_Do this_: Repeat, line for line, the entries printed below.

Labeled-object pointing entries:
──────────────────────────────

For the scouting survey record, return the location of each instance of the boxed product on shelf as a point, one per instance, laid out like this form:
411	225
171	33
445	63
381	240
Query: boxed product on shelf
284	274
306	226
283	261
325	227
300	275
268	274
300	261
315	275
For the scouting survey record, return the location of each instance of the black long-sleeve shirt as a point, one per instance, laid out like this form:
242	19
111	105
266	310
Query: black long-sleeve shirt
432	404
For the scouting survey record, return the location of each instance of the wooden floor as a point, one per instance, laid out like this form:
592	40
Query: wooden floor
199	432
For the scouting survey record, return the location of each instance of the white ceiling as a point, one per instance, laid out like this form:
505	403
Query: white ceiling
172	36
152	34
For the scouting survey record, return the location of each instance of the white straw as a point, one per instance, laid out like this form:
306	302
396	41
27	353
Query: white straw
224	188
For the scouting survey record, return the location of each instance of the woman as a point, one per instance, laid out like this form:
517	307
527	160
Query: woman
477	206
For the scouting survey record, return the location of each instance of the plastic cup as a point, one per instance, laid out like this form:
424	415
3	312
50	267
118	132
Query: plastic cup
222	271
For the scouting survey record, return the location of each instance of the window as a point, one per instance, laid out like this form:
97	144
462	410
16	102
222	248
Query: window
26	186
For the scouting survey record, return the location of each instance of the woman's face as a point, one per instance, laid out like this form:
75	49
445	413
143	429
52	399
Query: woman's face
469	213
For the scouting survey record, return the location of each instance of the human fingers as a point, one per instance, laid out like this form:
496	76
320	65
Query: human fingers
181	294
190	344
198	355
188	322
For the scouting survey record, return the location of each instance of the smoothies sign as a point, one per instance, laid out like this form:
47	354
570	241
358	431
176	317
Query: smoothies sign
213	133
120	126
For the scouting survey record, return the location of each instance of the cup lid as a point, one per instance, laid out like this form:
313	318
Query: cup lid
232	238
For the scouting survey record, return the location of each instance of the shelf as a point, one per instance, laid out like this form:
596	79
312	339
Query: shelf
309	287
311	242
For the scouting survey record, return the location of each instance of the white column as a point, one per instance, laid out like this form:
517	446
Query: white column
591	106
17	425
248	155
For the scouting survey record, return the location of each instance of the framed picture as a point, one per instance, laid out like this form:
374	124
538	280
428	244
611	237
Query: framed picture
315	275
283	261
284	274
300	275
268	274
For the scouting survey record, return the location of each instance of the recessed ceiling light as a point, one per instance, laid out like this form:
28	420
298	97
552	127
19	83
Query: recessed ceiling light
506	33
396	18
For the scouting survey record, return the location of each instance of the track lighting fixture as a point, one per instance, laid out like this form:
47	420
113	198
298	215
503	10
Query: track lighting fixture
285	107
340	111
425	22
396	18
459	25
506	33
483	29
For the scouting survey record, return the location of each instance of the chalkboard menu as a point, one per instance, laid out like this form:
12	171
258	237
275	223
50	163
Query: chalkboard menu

──────────────────────────────

_Problem solution_:
For the scouting survey record, return the location of each instance of the boxed product on shelf as a point, one per instance, laid out like this form:
411	225
171	33
445	63
381	240
Query: boxed product on shelf
284	274
306	226
283	261
325	227
300	275
268	274
300	261
315	275
For the scouting survey record, return the location of each instance of the black long-sleeve shirt as a point, one per instance, laid out like this form:
242	19
111	105
266	310
Query: black long-sleeve shirt
432	404
For the scouting survey record, return the location of each instance of the wooden floor as a point, one per instance, laid out like this form:
592	40
Query: wooden floor
199	432
For the scouting survey record, return the location of each instance of the white ceiling as a point, one per instance, laid out like this form:
505	403
Query: white ceiling
172	36
152	34
For the scouting survey record, return the location of each instance of the white straw as a point, one per instance, laid out like this form:
306	302
396	41
27	353
Query: white straw
224	188
For the scouting survey record, return the location of each instance of the woman as a point, one per instance, laid out like this form:
517	307
527	160
Query: woman
477	206
For the scouting survey record, return the location of each instance of the plastic cup as a point, one per instance, laid out like this form:
424	415
3	312
50	267
118	132
Query: plastic cup
222	271
For the scouting survey record, return the location of each instance of the window as a point, one per instance, laid out like this form:
97	144
462	410
16	102
222	248
Query: window
26	186
For the scouting survey record, return the location of each instance of the woman's face as a point, one per instance, laid out like this form:
75	49
445	413
143	429
52	399
Query: woman's face
469	213
For the scouting survey record, return the location of each instance of the human fingers as a point, one per instance, laid out like this form:
496	76
320	65
Query: human fingers
181	294
190	344
198	355
188	322
For the scouting survey record, return the location of each instance of the smoothies sign as a point, one per instance, laid out like this form:
47	354
570	241
358	431
176	317
Query: smoothies sign
213	133
120	126
For the scouting survey record, return the location of each instance of the cup lid as a point, one per instance, laid out like this form:
313	318
Query: cup lid
232	238
For the scouting survey record, return the location of each instance of the shelf as a point, one per instance, laid out like this form:
596	79
312	339
Query: shelf
309	287
311	242
For the scouting survey record, return the location of each instance of the white column as a point, one per instance, laid out like this form:
517	446
Query: white column
591	106
17	425
248	155
For the scouting survey record, return the location of each instance of the framed picture as a point, one per instance, laid out like this form:
374	124
538	280
428	244
611	237
Query: framed picture
315	275
283	261
284	274
300	275
268	274
For the scouting survey record, return the location of each instance of the recessed ceiling light as a point, one per instance, laid out like this form:
28	420
298	97
552	127
19	83
Query: recessed ceiling light
506	33
396	18
For the scouting survey record, return the location of each instance of the track lighting fixture as a point, one per instance, laid out like this form:
47	420
113	198
298	215
503	10
Query: track lighting fixture
285	107
340	111
425	22
396	18
459	25
506	33
483	29
For the scouting survey record, return the location of each instance of the chalkboard menu as a point, one per instance, laid out like this form:
12	171
258	237
275	223
50	163
Query: chalkboard menu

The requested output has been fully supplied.